[The tasks]
#1 Reproduce everything in the steel production excerpt from "The result of" down to "are shown in Table 4.".
#2 According to the steel production excerpt, what quenching temperature was set in the quenching process?

[Source excerpt]

Next, similarly to Example 1, the round billet of each test number was subjected to a steel material production process. In the steel material heating process, the in-furnace temperature (°C) in the preheating zone, the residence time (minutes) in the preheating zone, the in-furnace temperature T (°C) in the heating zone and the holding zone, and the total residence time t (minutes) in the heating zone and the holding zone were as shown in Table 4. Further, FA = (t/60)^0.5 × (T + 273) was as shown in Table 4.
Each heated round billet was subjected to hot working under the same conditions as in Example 1 to thereby produce a hollow shell for each test number. In addition, each produced hollow shell was subjected to a heat treatment process (quenching process and tempering process). In the quenching process, the quenching temperature was set to 910°C, and the holding time at the quenching temperature was set to 15 minutes. In the tempering process, the tempering temperature (°C) was set as shown in Table 4, and the holding time (minutes) at the tempering temperature was set as shown in Table 4. The yield strength was adjusted to 125 ksi or more (862 MPa or more) by the heat treatment process. Martensitic stainless steel materials (seamless steel pipes) were produced by the above production process.

[Evaluation tests]

The seamless steel pipe of each test number was subjected to the following evaluation tests by the same methods as the methods employed in Example 1.

The result of the microstructure observation test showed that, in each test number, the volume ratio of martensite was 80.0% or more. The results for degree of Cr segregation ΔCr, degree of Mo segregation ΔMo, degree of Cu segregation ΔCu, ΔF, yield strength, and SSC resistance evaluation obtained in the evaluation tests of (2) to (4) mentioned above are shown in Table 4.

[Evaluation results]

Referring to Table 4, in Test Numbers 1 to 24, the content of each element in the chemical composition was within the range of the present embodiment. In addition, in the heating process, the in-furnace temperature and residence time in the preheating zone were appropriate, the in-furnace temperature T in the heating zone and the holding zone was 1225 to 1275°C, and FA was 3900 or more. Therefore, the total degree of segregation ΔF was 0.50 or less, and the Cr concentration distribution, the Mo concentration distribution, and the Cu concentration distribution in a microscopic segregation region in the steel material were sufficiently uniform. As a result, the yield strength was 125 ksi grade or more (862 MPa or more), and excellent SSC resistance was obtained.
On the other hand, in Test Number 25 the content of Cr was too low. Therefore, the SSC resistance was low.
In Test Number 26 the content of Cr was too high. Therefore, the total degree of segregation ΔF was more than 0.50. As a result, the SSC resistance was low.
In Test Number 27 the content of Mo was too low. Therefore, the SSC resistance was low.
In Test Number 28 the content of Mo was too high. Therefore, the total degree of segregation ΔF was more than 0.50. As a result, the SSC resistance was low.
In Test Number 29 the content of Cu was too low. Therefore, the SSC resistance was low.
In Test Number 30, the content of Cu was too high. Therefore, the total degree of segregation ΔF was more than 0.50. As a result, the SSC resistance was low.
In Test Numbers 31 to 40, although the content of each element in the chemical composition was within the range of the present embodiment, FA was less than 3900 and Formula (A) was not satisfied. Therefore, the total degree of segregation ΔF in these test numbers was more than 0.50. As a result, in these test numbers the SSC resistance was low.

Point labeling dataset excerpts

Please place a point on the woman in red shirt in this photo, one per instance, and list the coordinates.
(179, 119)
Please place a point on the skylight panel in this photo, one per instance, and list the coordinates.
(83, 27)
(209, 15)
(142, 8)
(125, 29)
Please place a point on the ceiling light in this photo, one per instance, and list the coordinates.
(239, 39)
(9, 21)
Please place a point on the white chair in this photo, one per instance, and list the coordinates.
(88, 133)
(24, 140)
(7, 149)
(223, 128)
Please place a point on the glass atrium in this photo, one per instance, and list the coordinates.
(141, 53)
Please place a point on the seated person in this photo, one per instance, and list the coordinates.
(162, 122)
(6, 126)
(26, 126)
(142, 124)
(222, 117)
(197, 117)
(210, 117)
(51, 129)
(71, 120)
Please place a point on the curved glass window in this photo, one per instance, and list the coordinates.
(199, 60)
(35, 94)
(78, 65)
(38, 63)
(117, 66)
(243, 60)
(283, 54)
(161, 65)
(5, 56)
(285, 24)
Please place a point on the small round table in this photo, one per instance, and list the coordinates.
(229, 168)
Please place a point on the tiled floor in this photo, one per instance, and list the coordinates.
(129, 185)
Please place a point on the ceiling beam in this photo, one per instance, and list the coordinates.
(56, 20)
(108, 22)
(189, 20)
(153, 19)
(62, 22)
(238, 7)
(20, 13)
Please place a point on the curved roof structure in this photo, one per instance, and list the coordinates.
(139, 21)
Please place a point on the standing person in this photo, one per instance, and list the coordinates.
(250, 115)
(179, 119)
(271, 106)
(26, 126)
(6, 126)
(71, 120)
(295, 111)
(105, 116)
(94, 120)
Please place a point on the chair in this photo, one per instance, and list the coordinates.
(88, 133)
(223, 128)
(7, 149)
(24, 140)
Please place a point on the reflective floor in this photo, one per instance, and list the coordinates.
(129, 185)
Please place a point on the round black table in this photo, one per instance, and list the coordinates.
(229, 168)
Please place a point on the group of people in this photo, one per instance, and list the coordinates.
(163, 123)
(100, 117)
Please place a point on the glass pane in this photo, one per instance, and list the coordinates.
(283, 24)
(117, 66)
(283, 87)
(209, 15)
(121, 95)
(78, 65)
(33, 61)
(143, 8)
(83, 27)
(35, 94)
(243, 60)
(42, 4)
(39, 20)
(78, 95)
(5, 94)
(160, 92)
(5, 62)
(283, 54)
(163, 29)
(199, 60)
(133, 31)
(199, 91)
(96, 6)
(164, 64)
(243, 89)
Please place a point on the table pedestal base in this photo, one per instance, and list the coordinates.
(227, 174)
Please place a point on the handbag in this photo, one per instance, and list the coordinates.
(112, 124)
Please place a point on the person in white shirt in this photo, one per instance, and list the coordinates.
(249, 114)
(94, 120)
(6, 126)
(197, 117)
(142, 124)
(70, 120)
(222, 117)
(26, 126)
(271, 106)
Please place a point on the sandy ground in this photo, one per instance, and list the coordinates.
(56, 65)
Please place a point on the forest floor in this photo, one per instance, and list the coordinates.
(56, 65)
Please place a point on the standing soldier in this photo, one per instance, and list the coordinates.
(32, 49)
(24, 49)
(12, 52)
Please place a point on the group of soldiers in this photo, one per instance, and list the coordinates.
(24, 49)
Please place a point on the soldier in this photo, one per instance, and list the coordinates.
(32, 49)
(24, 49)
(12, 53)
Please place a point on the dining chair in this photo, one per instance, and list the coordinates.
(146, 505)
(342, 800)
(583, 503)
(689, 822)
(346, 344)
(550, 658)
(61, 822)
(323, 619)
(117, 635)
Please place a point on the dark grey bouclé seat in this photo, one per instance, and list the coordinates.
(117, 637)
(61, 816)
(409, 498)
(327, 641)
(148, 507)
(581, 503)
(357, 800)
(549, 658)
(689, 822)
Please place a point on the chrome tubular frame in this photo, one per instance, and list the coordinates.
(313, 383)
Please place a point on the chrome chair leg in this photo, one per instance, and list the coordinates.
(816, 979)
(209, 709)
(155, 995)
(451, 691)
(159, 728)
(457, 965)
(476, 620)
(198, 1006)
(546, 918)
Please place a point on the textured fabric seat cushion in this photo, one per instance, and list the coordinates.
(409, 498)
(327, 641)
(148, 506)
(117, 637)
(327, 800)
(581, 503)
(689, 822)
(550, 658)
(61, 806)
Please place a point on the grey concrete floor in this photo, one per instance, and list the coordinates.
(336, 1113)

[Outputs in order]
#1
The result of the microstructure observation test showed that, in each test number, the volume ratio of martensite was 80.0% or more. The results for degree of Cr segregation ΔCr, degree of Mo segregation ΔMo, degree of Cu segregation ΔCu, ΔF, yield strength, and SSC resistance evaluation obtained in the evaluation tests of (2) to (4) mentioned above are shown in Table 4.

#2 910°C.